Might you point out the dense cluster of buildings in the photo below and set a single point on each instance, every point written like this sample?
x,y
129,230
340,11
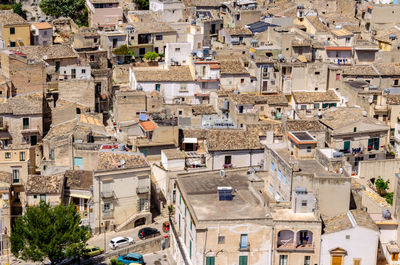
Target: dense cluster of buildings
x,y
261,128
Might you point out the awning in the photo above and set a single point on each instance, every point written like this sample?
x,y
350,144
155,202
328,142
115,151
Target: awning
x,y
190,140
77,195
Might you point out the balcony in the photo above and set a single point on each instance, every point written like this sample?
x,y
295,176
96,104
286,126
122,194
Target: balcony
x,y
108,194
144,189
287,242
244,247
109,214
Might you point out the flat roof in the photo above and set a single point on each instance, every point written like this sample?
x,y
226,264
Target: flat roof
x,y
201,194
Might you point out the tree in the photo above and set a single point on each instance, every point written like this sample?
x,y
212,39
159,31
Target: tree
x,y
142,4
48,232
381,185
74,9
151,56
115,262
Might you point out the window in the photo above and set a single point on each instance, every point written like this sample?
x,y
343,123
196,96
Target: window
x,y
373,143
242,260
78,161
283,260
51,154
15,176
243,241
25,122
307,260
21,156
228,160
210,260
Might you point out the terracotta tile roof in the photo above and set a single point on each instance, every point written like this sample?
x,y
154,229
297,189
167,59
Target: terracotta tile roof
x,y
342,222
154,74
260,129
232,67
203,110
253,99
317,24
173,154
311,97
43,25
148,126
48,52
236,139
109,160
9,18
236,31
304,125
38,184
393,99
31,103
78,179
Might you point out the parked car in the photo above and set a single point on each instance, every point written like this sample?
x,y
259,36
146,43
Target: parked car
x,y
148,232
131,258
91,251
120,241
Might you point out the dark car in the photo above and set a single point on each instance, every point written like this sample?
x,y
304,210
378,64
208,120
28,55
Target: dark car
x,y
148,232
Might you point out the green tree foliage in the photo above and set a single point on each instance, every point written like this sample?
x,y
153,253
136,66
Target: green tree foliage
x,y
142,4
124,50
151,56
381,185
48,232
74,9
115,262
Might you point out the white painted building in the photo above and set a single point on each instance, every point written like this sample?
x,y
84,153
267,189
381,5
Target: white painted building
x,y
350,238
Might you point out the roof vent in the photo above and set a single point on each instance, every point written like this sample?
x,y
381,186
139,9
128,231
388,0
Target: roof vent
x,y
225,193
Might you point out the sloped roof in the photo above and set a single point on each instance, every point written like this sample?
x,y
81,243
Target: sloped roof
x,y
311,97
236,139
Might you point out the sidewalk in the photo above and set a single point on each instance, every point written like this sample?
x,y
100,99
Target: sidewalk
x,y
98,240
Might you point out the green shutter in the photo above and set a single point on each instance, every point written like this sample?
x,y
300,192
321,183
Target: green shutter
x,y
377,144
210,260
242,260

***

→ What you need to do: Reproduce all of the material above word for word, leaving out the pictures.

→ Answer for this exercise:
Might you point out the dense cluster of buildings in the photo below and set a single point on each instance, every point written like this sample?
x,y
129,230
340,11
Target: dense cluster of buildings
x,y
261,128
Might you point out the awning in the photo above and set a single point on each instance, every point written like this sample?
x,y
350,144
155,202
328,142
115,151
Target: awning
x,y
190,140
77,195
Might you point out the balcony in the photo above and set a single point on each instance, every point written like this sample?
x,y
295,176
96,104
286,126
122,194
Target: balcony
x,y
108,194
144,189
287,242
244,247
109,214
Might you point out the flat roof in the photo above and set a single point on each instance, every point written like this sample?
x,y
226,264
Target: flat roof
x,y
201,194
Might you point out the tree in the photo above and set a single point on each instance, every point written like this sample?
x,y
212,39
159,31
Target: tree
x,y
142,4
48,232
381,185
74,9
151,56
115,262
Might you point out the window in the photo above and set a single point on each instance, every point written like this sample?
x,y
343,123
196,96
Target: window
x,y
373,143
242,260
78,161
283,260
51,154
15,176
243,241
25,122
307,260
21,156
228,160
210,260
Might you point out the terracotta tile roof in the photo above and set a single point on each instance, every point written like this sample?
x,y
154,229
297,189
167,59
Target: terracotta tile roof
x,y
342,222
154,74
260,129
232,67
203,110
253,99
317,24
173,154
311,97
43,25
148,126
48,52
236,139
109,160
9,18
236,31
304,125
38,184
393,99
31,103
78,179
Might you point out the parked car in the photo above and set a single point on each instance, every point written like this sample?
x,y
259,36
146,43
Target: parked car
x,y
148,232
131,258
91,251
120,241
Might you point out the dark car in the photo above and set a single point on each instance, every point written like this sample?
x,y
304,210
378,64
208,120
28,55
Target: dark car
x,y
148,232
Might you point out the green tree foliage in the photo above and set a single point on each instance, every point written like this sample?
x,y
153,253
136,66
Target: green tree foliage
x,y
142,4
124,50
151,56
381,185
48,232
74,9
115,262
Might you point out the white painted building in the photo above and set a single point on each instance, every point written like this sample?
x,y
84,153
267,189
381,5
Target: white painted building
x,y
350,238
Might you point out the roof vent in the photo above and set a single point on each instance, every point written like this sample?
x,y
381,186
139,9
128,231
388,0
Target: roof vent
x,y
225,193
Might you point out the sloped roof in the photo above and set a single point on each instance, every point written like this sample?
x,y
81,243
Target: sloped roof
x,y
311,97
236,139
Might you point out the sidewalk in the photo above and set a single point on each instance, every point written like this sample?
x,y
100,99
Target: sidewalk
x,y
98,240
Might you point out the green shutter in the photo above and set a single point on each instance, every point written like this sample?
x,y
300,192
321,183
Target: green shutter
x,y
377,144
210,260
242,260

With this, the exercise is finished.